### Objective 1
Answer these questions using the Rwanda selection:
(a) In what year was the BBC documentary Rwanda's Untold Story released?
(b) What had Wilson "Shaban" Rutayisire expressed disquiet about?
(c) Where was Patrick Karegeya strangled?

### Selection
A result is that those who try to tell the other stories feel beleaguered and silenced. When they do tell those stories—as, for example, in the 2014 BBC documentary Rwanda’s Untold Story—they go to an extreme, crudely reversing the accepted narrative. Suddenly the Tutsis are perpetrators and the Hutus victims. The BBC film was rightly met with outrage and removed from the broadcaster’s website, but the uncomfortable truth is that there are still many untold stories about the genocide and its aftermath.

I don’t regret my role in helping to write the genocide narrative for Rwanda in 1994 or transcribing and publishing survivors’ testimonies. They are uncooked and authentic. Rakiya and a small staff of survivors walked the hillsides of Rwanda in 1994 and 1995 to gather them in all their horrific vividness. These are an unmatched record. Other researchers followed, but, as time passed, survivors undoubtedly filtered their stories in subtle ways and reconstructed their narratives, probably unintentionally. The political context in which these testimonies were collected and published also began to change—for example in asylum hearings and trials—and these accounts served less to speak unheard truth to power than to bolster the new apparatus of power in Rwanda. Nor does the governmental co-option of a genocide narrative make the ongoing collection of testimony any less necessary. There are still some people who deny the genocide, more who try to dilute the responsibility of the Hutu Power leaders, and many who deny their individual culpability in the killings.

Human rights should make no distinction between political allies and adversaries: all should be held to the same standard.

As the genocide narrative took on political power, however, a rift opened between Rakiya and me. Like the handful of journalists, peacekeepers, and aid workers who remained and witnessed the massacres, Rakiya experienced something that burned deep into her mind. She devoted herself to hunting the génocidaires wherever they might hide. As with Sudan, I was more interested in democratizing the liberators. In 1997, I agreed to leave. I didn’t write more on Rwanda: neither further analysis of the genocide’s complexities, nor investigations of the politics of the successor regime.

I regret that silence. By 1997, the RPF had spun the singular genocide narrative to justify its emergent dictatorship and its escalating military operations in Zaire/Democratic Republic of the Congo, which quickly went beyond securing the Rwandan border to wholesale hunting of Hutu refugees, installing a new government in Kinshasa, and maintaining a security perimeter deep inside Congo—where its army has been involved in smuggling gold, diamonds, and timber. The RPF began killing its own and forcing others into exile. One of my friends in the RPF, Wilson “Shaban” Rutayisire, was assassinated in 2000, an early casualty in what has become a frightening catalog of murdered dissenters. Shaban had expressed his disquiet with Rwanda’s Congo policy. Several African Rights researchers, themselves genocide survivors, were threatened and ended up fleeing to Europe and elsewhere to seek asylum. The government’s death list became infamous in 2014 when Patrick Karegeya, former head of Rwandan intelligence and potentially Kagame’s most powerful rival, was strangled in a hotel room in South Africa.


Silence can be a deliberate decision. It comes in many forms, including telling partial truths or postponing speaking out, anticipating a more propitious moment. Human rights advocates ration their courage and indignation. As Stanley Cohen observes in his classic investigation of denial, it is not possible to be outraged about every single rights violation; the advocate needs to choose. And that choice often reflects an effort to craft a narrative that will gain attention.

### Objective 2
Format the entries from the line containing "Study the photograph above. For every instance of the green" through the last entry as a two-column CSV with the headers request and points. Give one row per request, put each value in a single quoted field with line breaks changed to spaces, and omit the pictures.

### Dataset records

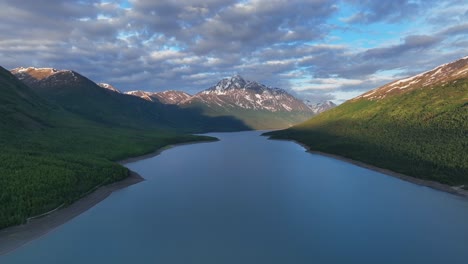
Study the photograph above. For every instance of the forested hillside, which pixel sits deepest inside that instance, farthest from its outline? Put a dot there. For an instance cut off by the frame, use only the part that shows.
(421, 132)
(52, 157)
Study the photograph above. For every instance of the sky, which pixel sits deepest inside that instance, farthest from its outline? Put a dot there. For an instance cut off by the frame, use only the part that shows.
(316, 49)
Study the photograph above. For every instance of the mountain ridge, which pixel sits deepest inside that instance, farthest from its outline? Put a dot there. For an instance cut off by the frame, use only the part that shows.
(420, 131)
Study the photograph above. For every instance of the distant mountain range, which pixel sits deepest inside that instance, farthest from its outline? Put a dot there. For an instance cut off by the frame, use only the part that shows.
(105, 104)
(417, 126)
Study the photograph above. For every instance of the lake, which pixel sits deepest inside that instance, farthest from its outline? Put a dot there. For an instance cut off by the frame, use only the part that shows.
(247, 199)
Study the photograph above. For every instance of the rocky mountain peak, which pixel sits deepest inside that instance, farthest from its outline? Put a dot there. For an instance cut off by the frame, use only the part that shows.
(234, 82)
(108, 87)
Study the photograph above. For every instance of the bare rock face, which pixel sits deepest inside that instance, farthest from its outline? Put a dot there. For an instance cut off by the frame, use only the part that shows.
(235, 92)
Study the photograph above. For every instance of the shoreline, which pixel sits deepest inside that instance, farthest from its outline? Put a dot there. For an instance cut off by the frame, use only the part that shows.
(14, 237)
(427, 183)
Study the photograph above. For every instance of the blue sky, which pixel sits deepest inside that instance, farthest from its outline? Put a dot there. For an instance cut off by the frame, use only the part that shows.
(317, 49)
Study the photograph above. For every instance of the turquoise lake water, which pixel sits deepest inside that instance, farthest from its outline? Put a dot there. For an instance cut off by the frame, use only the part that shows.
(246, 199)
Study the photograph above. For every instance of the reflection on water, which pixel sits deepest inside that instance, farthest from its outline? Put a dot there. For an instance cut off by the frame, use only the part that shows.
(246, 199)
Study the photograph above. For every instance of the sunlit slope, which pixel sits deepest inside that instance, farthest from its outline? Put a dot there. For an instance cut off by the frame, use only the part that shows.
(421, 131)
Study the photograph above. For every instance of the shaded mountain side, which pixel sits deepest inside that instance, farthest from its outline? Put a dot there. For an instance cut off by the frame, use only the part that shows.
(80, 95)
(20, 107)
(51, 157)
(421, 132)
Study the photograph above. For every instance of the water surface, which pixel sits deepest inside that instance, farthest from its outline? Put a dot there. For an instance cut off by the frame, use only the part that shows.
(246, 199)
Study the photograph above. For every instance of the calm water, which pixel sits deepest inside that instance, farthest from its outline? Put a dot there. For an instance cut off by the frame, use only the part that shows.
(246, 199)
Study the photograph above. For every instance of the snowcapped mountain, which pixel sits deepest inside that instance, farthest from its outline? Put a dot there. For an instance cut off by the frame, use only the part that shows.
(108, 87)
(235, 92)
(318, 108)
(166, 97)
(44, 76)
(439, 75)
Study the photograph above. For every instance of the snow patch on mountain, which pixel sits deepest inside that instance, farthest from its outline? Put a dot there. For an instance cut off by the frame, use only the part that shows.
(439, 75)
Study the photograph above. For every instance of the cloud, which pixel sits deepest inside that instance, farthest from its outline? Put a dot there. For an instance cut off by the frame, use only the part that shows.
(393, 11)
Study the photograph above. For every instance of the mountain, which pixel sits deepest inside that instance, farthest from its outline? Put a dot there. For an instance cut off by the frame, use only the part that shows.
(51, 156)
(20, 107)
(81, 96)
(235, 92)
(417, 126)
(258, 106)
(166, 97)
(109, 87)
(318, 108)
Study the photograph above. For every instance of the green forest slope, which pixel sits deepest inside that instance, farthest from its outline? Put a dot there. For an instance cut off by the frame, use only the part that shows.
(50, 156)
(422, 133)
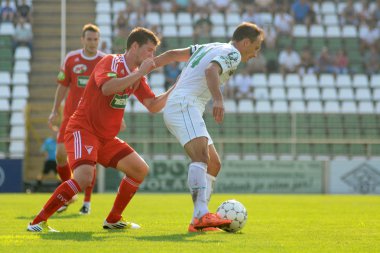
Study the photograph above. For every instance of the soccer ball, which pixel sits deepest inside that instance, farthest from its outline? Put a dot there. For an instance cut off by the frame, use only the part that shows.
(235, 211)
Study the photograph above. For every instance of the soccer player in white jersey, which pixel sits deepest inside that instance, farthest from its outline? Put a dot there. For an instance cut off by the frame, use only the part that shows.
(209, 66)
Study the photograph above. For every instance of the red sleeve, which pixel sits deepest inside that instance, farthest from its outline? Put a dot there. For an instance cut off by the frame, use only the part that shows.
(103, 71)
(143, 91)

### Final answer 1
(a) 2014
(b) Rwanda's Congo policy
(c) In a hotel room in South Africa

### Final answer 2
request,points
"Study the photograph above. For every instance of the green forest slope, which pixel sits deepest inside that instance, farthest from its outline? Put a dot there. For an instance cut off by the frame, use only the part that shows.","(50, 156) (422, 133)"
"Study the photograph above. For every instance of the soccer ball, which pixel sits deepest inside that instance, farthest from its outline? Put a dot there. For an instance cut off by the frame, use only the part that shows.","(235, 211)"
"Study the photograph above. For every instance of the soccer player in white jersey, which pixel sits deepest inside that instance, farthest from its outline? Put a dot there. For an instance cut off by the frame, use only the part that shows.","(209, 66)"
"Study the photograph above. For every instance of the red sleeve, which pixel sits deepest inside that instance, farthest from its outline? Put a dot there. For an instance cut off by the frame, use only the part that shows.","(103, 71) (143, 91)"